Put the lines of the data below, from the one containing "the black background" down through the one containing "[70,63,600,400]", both included, into a JSON list with one string per line and no blank lines.

═══ Data shown

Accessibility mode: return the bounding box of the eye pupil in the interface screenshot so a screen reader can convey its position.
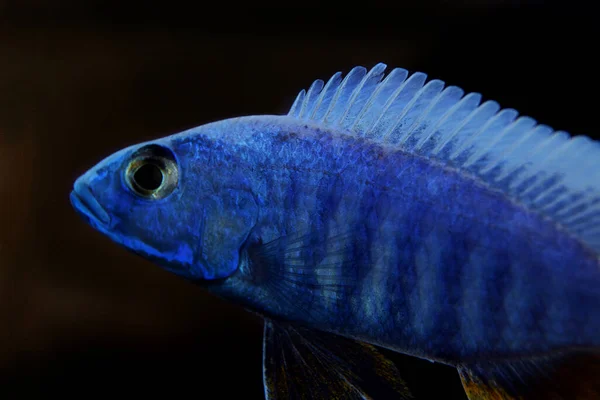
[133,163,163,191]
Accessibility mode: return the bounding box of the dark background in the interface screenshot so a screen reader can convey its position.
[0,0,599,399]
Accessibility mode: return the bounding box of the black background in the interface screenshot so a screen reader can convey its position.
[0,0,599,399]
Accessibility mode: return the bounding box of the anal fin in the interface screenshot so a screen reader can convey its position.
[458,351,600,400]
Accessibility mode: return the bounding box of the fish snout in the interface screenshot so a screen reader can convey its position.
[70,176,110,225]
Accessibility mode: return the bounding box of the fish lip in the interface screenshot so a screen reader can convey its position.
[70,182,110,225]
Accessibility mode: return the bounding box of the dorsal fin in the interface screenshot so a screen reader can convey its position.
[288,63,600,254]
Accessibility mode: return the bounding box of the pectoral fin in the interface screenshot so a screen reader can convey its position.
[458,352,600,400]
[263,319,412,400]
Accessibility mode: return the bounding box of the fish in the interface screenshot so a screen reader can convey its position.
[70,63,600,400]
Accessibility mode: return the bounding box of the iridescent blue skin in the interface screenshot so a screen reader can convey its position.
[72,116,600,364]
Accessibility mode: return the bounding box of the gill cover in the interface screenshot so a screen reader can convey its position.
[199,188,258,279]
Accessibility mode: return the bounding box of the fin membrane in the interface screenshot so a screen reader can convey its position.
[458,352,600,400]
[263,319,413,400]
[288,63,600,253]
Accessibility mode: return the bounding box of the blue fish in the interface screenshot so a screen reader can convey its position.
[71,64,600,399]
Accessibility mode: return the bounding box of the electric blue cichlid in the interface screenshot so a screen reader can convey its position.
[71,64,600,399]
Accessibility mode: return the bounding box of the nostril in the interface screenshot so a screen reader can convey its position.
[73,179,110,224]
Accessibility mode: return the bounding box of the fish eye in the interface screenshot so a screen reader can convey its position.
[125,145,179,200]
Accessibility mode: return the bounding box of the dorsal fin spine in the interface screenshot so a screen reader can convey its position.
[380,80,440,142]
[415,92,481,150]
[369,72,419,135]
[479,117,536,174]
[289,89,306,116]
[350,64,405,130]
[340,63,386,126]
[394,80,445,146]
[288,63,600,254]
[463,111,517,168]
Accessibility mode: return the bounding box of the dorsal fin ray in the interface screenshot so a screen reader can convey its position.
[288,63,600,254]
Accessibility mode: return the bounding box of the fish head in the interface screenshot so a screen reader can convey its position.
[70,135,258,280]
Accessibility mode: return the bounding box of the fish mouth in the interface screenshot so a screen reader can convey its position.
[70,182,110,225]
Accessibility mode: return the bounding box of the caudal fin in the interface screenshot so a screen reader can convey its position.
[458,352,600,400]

══════
═══ Data shown

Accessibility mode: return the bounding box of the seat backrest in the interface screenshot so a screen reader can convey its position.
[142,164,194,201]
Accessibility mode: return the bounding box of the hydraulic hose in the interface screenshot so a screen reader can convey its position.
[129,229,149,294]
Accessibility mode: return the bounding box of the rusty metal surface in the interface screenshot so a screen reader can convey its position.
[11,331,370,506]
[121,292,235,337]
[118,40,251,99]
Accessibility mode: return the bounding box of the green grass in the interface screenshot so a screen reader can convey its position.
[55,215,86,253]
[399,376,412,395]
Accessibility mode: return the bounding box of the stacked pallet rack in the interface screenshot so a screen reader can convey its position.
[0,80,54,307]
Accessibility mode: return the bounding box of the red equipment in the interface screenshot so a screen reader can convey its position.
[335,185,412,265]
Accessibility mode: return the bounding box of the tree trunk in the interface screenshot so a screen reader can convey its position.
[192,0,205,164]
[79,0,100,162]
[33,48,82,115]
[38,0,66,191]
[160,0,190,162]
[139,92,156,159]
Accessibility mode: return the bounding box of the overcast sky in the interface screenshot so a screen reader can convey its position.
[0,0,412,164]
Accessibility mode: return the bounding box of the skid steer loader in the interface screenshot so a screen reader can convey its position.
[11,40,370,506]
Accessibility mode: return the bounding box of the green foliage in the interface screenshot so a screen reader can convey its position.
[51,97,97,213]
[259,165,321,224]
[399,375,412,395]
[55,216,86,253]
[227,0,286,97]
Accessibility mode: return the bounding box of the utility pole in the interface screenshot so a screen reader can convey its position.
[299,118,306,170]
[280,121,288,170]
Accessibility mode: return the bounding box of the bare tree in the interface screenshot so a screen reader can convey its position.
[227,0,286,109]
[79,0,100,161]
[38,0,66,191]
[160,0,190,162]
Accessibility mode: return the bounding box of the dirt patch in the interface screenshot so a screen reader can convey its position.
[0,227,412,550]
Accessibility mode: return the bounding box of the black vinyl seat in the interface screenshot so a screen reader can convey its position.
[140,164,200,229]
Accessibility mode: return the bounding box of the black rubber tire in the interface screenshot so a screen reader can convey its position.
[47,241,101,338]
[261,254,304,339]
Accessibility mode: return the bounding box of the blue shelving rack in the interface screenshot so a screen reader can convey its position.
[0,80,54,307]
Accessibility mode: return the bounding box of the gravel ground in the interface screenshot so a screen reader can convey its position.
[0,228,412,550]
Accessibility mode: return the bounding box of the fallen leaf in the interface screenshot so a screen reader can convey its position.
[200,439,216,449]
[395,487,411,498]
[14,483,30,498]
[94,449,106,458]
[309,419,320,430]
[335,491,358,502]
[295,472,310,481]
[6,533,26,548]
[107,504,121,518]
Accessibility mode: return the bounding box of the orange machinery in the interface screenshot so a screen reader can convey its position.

══════

--- Output for this task ---
[
  "Accessibility mode: return the bounding box of the black background in the interface screenshot so a screen reader can convey its position.",
  "[0,0,599,399]",
  "Accessibility mode: return the bounding box of the anal fin in the interface screenshot so a screen reader can convey its position.",
  "[458,351,600,400]",
  "Accessibility mode: return the bounding box of the fish snout in the interface screenshot so a screen reader can convey its position.",
  "[70,176,110,225]",
  "Accessibility mode: return the bounding box of the fish lip in the interface screenshot so a screen reader can convey its position.",
  "[70,182,110,225]",
  "Accessibility mode: return the bounding box of the dorsal fin in the interface screenshot so a screen reader can convey its position.",
  "[288,63,600,254]",
  "Accessibility mode: return the bounding box of the pectoral fin in the interface screenshot so a screen reader can convey its position.",
  "[458,352,600,400]",
  "[263,319,412,400]",
  "Accessibility mode: return the bounding box of the fish in the interface screenshot so a screen reader can convey its position.",
  "[70,63,600,400]"
]